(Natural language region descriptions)

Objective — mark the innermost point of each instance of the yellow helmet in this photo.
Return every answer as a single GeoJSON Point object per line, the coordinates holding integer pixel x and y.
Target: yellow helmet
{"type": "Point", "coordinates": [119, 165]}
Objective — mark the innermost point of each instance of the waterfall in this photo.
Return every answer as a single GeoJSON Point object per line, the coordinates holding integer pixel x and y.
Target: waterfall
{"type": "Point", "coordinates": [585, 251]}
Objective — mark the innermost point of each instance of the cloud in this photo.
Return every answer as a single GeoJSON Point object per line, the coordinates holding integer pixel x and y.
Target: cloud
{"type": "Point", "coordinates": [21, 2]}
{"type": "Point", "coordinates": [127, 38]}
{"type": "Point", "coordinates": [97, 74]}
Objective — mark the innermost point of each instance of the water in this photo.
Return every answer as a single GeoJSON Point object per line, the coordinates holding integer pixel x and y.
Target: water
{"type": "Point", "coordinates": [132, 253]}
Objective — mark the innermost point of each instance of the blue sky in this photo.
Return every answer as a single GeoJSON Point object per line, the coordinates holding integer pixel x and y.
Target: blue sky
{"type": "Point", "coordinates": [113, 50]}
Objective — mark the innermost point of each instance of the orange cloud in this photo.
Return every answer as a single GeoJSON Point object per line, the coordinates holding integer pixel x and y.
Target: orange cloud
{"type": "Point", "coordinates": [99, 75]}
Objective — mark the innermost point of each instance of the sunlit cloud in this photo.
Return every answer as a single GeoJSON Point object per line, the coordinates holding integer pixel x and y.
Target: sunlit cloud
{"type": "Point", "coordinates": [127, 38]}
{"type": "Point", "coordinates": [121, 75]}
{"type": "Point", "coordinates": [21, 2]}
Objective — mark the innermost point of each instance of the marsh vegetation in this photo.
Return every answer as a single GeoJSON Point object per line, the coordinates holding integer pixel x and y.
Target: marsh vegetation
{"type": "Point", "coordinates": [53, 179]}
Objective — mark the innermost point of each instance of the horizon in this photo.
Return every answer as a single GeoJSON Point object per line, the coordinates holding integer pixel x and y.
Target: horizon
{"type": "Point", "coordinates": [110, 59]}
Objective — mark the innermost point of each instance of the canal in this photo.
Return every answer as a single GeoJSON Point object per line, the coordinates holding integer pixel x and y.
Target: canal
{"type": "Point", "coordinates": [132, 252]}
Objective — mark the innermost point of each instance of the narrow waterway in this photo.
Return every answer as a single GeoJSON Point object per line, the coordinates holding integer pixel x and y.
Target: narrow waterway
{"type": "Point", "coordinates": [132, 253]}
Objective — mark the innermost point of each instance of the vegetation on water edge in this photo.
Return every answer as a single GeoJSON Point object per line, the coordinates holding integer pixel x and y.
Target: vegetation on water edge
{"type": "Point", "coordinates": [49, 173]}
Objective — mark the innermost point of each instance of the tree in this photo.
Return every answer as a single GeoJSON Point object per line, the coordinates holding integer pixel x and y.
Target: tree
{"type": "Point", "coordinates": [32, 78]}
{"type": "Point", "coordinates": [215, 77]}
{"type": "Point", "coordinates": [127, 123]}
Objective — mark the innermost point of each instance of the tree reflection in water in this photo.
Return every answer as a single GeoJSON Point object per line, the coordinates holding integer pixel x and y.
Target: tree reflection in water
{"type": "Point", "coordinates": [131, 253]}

◆ What to do: Set down exactly the lines that begin the records and continue through the line bearing "sky in this photo."; include both ends.

◆ Result:
Objective — mark the innermost point of each instance of the yellow helmet in this photo.
Return every answer as a single GeoJSON Point object per line, the coordinates holding integer pixel x and y.
Target: yellow helmet
{"type": "Point", "coordinates": [119, 165]}
Objective — mark the innermost point of each instance of the waterfall in this photo.
Return every answer as a single GeoJSON Point object per line, the coordinates holding integer pixel x and y.
Target: waterfall
{"type": "Point", "coordinates": [585, 251]}
Objective — mark the innermost point of each instance of the cloud in this photo.
Return every answer as a single GeoJSON Point object per line, the coordinates holding integer pixel x and y.
Target: cloud
{"type": "Point", "coordinates": [21, 2]}
{"type": "Point", "coordinates": [127, 38]}
{"type": "Point", "coordinates": [97, 74]}
Objective — mark the innermost point of each instance of the water in this photo.
Return every answer as a single GeoJSON Point object per line, the coordinates holding integer pixel x and y.
Target: water
{"type": "Point", "coordinates": [132, 253]}
Objective — mark the innermost point of each instance of the blue sky in this photo.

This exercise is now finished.